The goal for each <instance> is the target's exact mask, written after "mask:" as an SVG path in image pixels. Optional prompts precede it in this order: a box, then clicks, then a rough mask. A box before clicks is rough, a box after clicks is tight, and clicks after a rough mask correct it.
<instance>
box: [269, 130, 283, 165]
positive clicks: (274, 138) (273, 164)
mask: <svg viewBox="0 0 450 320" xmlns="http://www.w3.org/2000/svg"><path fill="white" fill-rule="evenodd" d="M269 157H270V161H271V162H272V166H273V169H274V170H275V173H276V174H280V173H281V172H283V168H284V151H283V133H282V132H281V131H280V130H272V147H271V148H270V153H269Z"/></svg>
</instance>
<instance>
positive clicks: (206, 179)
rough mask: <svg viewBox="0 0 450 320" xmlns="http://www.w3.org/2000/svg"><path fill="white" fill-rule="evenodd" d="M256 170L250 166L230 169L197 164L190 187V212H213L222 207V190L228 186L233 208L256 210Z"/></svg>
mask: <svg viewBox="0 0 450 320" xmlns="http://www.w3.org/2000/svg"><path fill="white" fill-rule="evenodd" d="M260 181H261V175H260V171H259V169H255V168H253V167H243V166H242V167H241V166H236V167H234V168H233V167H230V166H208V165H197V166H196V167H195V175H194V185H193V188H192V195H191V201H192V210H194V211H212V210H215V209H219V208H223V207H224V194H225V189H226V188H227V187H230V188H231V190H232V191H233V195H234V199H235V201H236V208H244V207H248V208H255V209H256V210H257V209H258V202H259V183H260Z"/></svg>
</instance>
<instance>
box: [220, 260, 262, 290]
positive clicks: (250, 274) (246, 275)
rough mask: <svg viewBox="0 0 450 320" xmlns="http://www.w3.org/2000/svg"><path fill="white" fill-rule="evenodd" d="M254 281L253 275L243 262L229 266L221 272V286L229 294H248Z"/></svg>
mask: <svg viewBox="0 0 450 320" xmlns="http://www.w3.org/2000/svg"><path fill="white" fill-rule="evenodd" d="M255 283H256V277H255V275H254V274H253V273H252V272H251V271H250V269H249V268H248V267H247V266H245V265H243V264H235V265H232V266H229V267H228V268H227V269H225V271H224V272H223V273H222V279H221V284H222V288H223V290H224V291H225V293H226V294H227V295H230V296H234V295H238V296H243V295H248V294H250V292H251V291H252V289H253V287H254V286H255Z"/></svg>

------------

• [PROBLEM TO WORK ON]: Copy the lines above, please. Keep them exact.

• [RESULT OF THIS EXERCISE]:
The goal for each <instance> is the target's exact mask, written after "mask:" as an SVG path in image pixels. Optional prompts precede it in this order: a box, then clicks, then a rough mask. A box before clicks is rough, a box after clicks is tight, and clicks after a rough mask correct it.
<instance>
box: [269, 130, 283, 165]
positive clicks: (274, 138) (273, 164)
mask: <svg viewBox="0 0 450 320" xmlns="http://www.w3.org/2000/svg"><path fill="white" fill-rule="evenodd" d="M269 157H270V161H271V162H272V166H273V169H274V170H275V173H276V174H280V173H281V172H283V168H284V151H283V133H282V132H281V131H280V130H272V147H271V148H270V153H269Z"/></svg>
</instance>
<instance>
positive clicks: (206, 179)
rough mask: <svg viewBox="0 0 450 320" xmlns="http://www.w3.org/2000/svg"><path fill="white" fill-rule="evenodd" d="M256 170L250 166L230 169L197 164L190 187V212H213L222 207V190L228 186L233 208L256 210Z"/></svg>
mask: <svg viewBox="0 0 450 320" xmlns="http://www.w3.org/2000/svg"><path fill="white" fill-rule="evenodd" d="M260 181H261V175H260V171H259V169H255V168H253V167H243V166H242V167H241V166H236V167H234V168H233V167H230V166H208V165H197V166H196V167H195V175H194V185H193V188H192V195H191V201H192V210H194V211H212V210H215V209H219V208H223V207H224V194H225V189H226V188H227V187H230V188H231V190H232V191H233V195H234V199H235V201H236V208H244V207H248V208H255V209H256V210H257V209H258V202H259V183H260Z"/></svg>
</instance>
<instance>
box: [220, 260, 262, 290]
positive clicks: (250, 274) (246, 275)
rough mask: <svg viewBox="0 0 450 320" xmlns="http://www.w3.org/2000/svg"><path fill="white" fill-rule="evenodd" d="M254 281L253 275L243 262L229 266L221 272V286L229 294H248Z"/></svg>
mask: <svg viewBox="0 0 450 320" xmlns="http://www.w3.org/2000/svg"><path fill="white" fill-rule="evenodd" d="M255 283H256V277H255V275H254V274H253V273H252V272H251V271H250V269H249V268H248V267H247V266H245V265H243V264H235V265H232V266H229V267H228V268H227V269H225V271H224V272H223V273H222V279H221V284H222V288H223V290H224V291H225V293H226V294H227V295H230V296H234V295H238V296H243V295H248V294H250V292H251V291H252V289H253V287H254V286H255Z"/></svg>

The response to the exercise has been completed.